- Rows from a pointing dataset -
..........
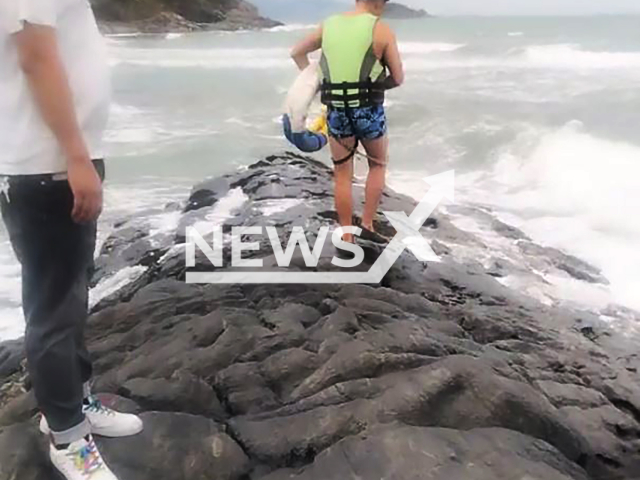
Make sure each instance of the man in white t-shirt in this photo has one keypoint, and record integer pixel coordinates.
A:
(54, 104)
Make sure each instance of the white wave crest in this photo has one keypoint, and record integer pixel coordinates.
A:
(574, 191)
(294, 27)
(573, 56)
(427, 48)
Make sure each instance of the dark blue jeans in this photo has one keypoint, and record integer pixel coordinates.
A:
(56, 255)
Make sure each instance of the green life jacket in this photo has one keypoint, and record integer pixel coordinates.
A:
(352, 73)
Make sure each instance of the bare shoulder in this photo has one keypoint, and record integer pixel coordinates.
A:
(384, 32)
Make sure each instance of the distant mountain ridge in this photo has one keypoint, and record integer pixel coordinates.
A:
(295, 11)
(156, 16)
(399, 11)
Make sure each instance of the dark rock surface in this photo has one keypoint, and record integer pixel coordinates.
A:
(438, 372)
(162, 16)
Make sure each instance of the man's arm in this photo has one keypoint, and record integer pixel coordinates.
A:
(44, 70)
(391, 56)
(301, 51)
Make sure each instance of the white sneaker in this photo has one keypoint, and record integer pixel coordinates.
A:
(81, 461)
(104, 421)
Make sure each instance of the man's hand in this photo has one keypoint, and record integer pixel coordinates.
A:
(87, 191)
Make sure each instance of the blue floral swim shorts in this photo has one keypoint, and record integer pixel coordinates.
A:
(369, 123)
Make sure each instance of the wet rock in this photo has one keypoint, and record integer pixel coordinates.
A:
(439, 368)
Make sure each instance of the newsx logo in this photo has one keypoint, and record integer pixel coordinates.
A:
(408, 237)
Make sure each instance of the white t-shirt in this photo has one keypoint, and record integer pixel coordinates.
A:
(27, 145)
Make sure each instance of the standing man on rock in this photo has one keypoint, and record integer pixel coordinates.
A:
(54, 105)
(357, 50)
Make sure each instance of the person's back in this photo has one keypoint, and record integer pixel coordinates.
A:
(348, 53)
(358, 50)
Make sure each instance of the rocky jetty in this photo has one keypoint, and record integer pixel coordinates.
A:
(440, 371)
(402, 12)
(163, 16)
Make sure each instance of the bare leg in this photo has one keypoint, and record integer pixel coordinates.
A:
(343, 178)
(376, 180)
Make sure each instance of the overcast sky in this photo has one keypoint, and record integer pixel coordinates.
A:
(525, 7)
(487, 7)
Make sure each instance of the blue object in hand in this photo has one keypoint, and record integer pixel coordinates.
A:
(305, 141)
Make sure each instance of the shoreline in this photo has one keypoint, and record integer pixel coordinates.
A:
(167, 22)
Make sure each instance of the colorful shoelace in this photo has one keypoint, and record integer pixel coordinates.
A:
(87, 459)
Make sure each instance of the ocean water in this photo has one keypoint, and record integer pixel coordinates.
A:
(538, 116)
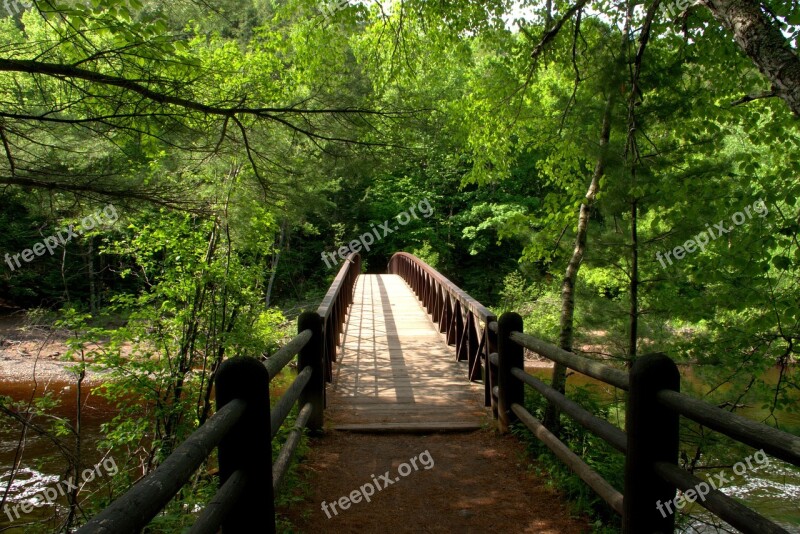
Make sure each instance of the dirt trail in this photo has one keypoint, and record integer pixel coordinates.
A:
(475, 482)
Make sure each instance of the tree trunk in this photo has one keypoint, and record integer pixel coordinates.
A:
(276, 257)
(551, 419)
(763, 43)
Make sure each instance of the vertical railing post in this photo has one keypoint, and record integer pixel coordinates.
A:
(490, 371)
(312, 355)
(248, 446)
(510, 389)
(653, 436)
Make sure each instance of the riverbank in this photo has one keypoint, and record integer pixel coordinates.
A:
(32, 353)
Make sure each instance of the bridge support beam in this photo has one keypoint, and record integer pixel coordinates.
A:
(653, 436)
(312, 355)
(509, 389)
(248, 446)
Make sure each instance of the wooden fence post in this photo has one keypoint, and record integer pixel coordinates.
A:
(653, 436)
(510, 354)
(248, 446)
(312, 355)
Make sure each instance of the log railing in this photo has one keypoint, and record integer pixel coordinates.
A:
..........
- Work to complete -
Reproduce exactly and only the lines from the line that contains "Make sure each instance of the bare leg" to the end of the data above, both ends included. No pictures go in the copy.

- Written answer -
Make sure each instance of the bare leg in this photo has one keypoint, and record integer pixel coordinates.
A:
(343, 178)
(376, 180)
Make sure each instance of the overcast sky in this photo has one keypoint, and record integer pixel coordinates.
A:
(525, 7)
(487, 7)
Make sure each instance of the blue object in hand in this photo has one keypoint, and record integer pixel coordinates.
A:
(305, 141)
Make sure each instance of the shoreline in this photo has one keypoint, and record integer pixel coordinates.
A:
(167, 22)
Make sure each instance of the colorful shoelace in this photo has one keypoint, and record integer pixel coordinates.
A:
(87, 459)
Make sure each instance of the ocean water in this photo has one keypoint, and record integer pixel coordinates.
A:
(538, 116)
Make sure each instance of the dirt trail in this photo has one keypoint, and record integer pixel coordinates.
A:
(475, 482)
Make sure each instance of the tree trunk in this photo has one keypoint, and record integer pixel coordinates.
A:
(276, 257)
(551, 419)
(763, 43)
Make sure each instance of the vertical railing post in this photo has one keypoint, and record integer pixel coordinates.
A:
(490, 371)
(312, 355)
(248, 446)
(510, 389)
(653, 436)
Make sure each instance of the riverbank in this photo has one keypoint, and record integer pixel coordinates.
A:
(32, 353)
Make sure each instance of the bridge support beam in this photo has one keypoint, and record integer pixel coordinates.
A:
(653, 436)
(312, 355)
(509, 389)
(248, 446)
Make sure each instance of the wooden fence post in this photo has one keypoint, and record integer pixel coordinates.
A:
(653, 436)
(510, 354)
(248, 446)
(312, 355)
Make sure each instance of the log railing in this photo has one keypoint, and record integer pixel coordinates.
A:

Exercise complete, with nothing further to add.